* START *

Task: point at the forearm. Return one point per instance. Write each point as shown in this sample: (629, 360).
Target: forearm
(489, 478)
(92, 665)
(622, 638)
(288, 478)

* END *

**Task brief**
Swap each "forearm" in the material for "wrist", then write the full material out again with nothing else changed.

**Written response**
Task: point at the wrist. Return one point per instance. Write each point as shown in this sample: (629, 360).
Target: wrist
(489, 478)
(92, 665)
(622, 638)
(288, 478)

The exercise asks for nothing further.